Extract provided ▸
+---+

If the daunting global challenges posed to humanity by the astounding growth of the human population overspreading Earth are as huge as they appear in these early years of Century XXI, then 25 million dollars is a pitiful pittance.

Afterall, in 2006 Goldman Sachs awarded year-end bonuses to certain employees totalling more than 16 billion dollars.

How many trillion dollars will the USA alone pay for the fiasco in Iraq?

If we can spend billions of dollars to reward one corporation's economic powerbrokers for underwriting another year of unsustainable economic growth and throw away trillions of dollars to protect access to, and to control, a supply of mid-East oil, surely we can find adequate funds to deal with climate change.  

As things now stand, the funds given to preserve Earth as a fit place for human habitation by our children amount literally to nothing more than "drops in the bucket."

For a moment, let's us consider that climate change is the size and has the shape of a weapon of mass destruction which has to be acknowledged, addressed and overcome.  That is to say, dealing reasonably and sensibly with climate change is a the equivalent of a categorical imperative.

In the light of such circumstances, current leaders can be seen failing to respond ably to what people everywhere can see as somehow real.  Current leadership appears to be primarily engaged in fools' errands, while refusing to so much as openly acknowledge, much less begin to address, the ominously looming global challenges visible, even now, on the far horizon.

Sincerely,

Steve

Steven Earl Salmony
AWAREness Campaign on The Human Population, established 2001
http://sustainabilitysoutheast.org/

stop killing wilderness

"Marginal land is well below $9,000/acre."

what, pray tell, is "marginal land?"  i have to assume that you are referring to previously undeveloped, pristine wilderness, even if you don't find it visually appealing?

in a word, UNCOOL.  leave wilderness alone, Google!  who needs a bunch more "utility scale" choke-hold power nowadays, especially that which will obliterate hundreds of thousands of acres of important desert habitat?

if these guys cared one bit about the planet, they would only support LOCAL, DECENTRALIZED RENEWABLE POWER ON PREVIOUSLY DEVELOPED LAND, and not dynamiting, bulldozing, scraping and destroying the desert.  if you want to empower people, you don't do it by keeping them enslaved to utilities, either.  don't give them a fish or even just teach them to fish - give them a damned fish pond and some rods!

put your money where your mouth is and DO NO EVIL, including to the desert - let the people have power on their own roofs.  you have the money, you have the intention, now do the right thing.

the greenest energy is that which you needn't ever produce.

Oh, for goodness sake, Stopgreenpath...


it's not an "either-or."  Ideally you're right, but we need to do as much as we can, as soon as we can, to move toward renewables.

Have you been to Nevada?  I'd say there's a bit of extra space for mega-solar farms out there.  I would daresay a few more windfarms in the Dakotas would do a helluva lot of good, too, and compensate farmers who could still farm, to boot.

Local solutions are great (I have solar panels at my house) -- but we're not going to convert to renewables fast enough to avoid a global meltdown unless power companies start moving away from coal on a large enough scale -- and damned fast.

Let's do everything we can -- locally included.  But local solutions alone won't do it in the short term.

Yep

Plenty of previously developed (destroyed) land to use mom, even for this large scale solar.  What about the huge aircraft dumps, old factory and mine sites, and mothballed military bases in the southwest?  Atomic test sites maybe?

+---+

Stored records ▸
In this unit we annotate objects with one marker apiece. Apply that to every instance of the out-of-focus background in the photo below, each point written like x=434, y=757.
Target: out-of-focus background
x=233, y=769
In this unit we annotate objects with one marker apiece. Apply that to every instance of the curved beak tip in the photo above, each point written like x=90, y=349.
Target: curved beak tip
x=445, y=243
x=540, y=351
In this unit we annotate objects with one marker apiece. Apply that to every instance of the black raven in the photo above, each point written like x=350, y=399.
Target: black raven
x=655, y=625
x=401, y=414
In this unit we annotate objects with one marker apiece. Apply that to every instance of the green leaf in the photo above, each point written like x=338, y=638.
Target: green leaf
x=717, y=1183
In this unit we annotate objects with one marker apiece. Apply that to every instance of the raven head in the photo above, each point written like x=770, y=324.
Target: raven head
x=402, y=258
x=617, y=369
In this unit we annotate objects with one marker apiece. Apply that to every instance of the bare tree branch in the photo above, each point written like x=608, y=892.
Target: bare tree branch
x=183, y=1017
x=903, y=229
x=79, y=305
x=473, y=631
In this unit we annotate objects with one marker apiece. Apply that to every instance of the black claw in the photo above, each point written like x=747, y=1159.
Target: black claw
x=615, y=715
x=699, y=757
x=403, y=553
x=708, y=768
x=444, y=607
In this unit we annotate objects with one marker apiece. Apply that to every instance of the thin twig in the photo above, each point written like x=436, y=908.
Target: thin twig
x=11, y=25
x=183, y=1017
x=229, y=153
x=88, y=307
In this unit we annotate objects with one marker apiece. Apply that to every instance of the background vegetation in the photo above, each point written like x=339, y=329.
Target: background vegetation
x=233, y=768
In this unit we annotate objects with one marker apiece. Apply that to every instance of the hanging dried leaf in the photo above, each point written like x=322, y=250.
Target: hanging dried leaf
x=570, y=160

+---+

Given instruction 1 ▸
Answer these about the comments on climate funding and desert solar power:
(a) How much did Goldman Sachs give some employees in year-end bonuses in 2006?
(b) In what year was the AWAREness Campaign on The Human Population established?
(c) Which state does one commenter suggest has extra space for mega-solar farms?
Given instruction 2 ▸ Please write out the entries word for word, starting at the line that contains "like x=770, y=324." and ending at the last line of the entries, both ends included.
The text and the entries are unrelated material.

Correct result 1 ▸
(a) More than 16 billion dollars.
(b) 2001.
(c) Nevada.

Correct result 2 ▸
In this unit we annotate objects with one marker apiece. Apply that to every instance of the raven head in the photo above, each point written like x=770, y=324.
Target: raven head
x=402, y=258
x=617, y=369
In this unit we annotate objects with one marker apiece. Apply that to every instance of the bare tree branch in the photo above, each point written like x=608, y=892.
Target: bare tree branch
x=183, y=1017
x=903, y=229
x=79, y=305
x=473, y=631
In this unit we annotate objects with one marker apiece. Apply that to every instance of the black claw in the photo above, each point written like x=747, y=1159.
Target: black claw
x=615, y=715
x=699, y=757
x=403, y=553
x=708, y=768
x=444, y=607
In this unit we annotate objects with one marker apiece. Apply that to every instance of the thin twig in the photo above, each point written like x=436, y=908.
Target: thin twig
x=11, y=25
x=183, y=1017
x=229, y=153
x=88, y=307
In this unit we annotate objects with one marker apiece. Apply that to every instance of the background vegetation in the photo above, each point written like x=339, y=329.
Target: background vegetation
x=233, y=768
In this unit we annotate objects with one marker apiece. Apply that to every instance of the hanging dried leaf in the photo above, each point written like x=322, y=250.
Target: hanging dried leaf
x=570, y=160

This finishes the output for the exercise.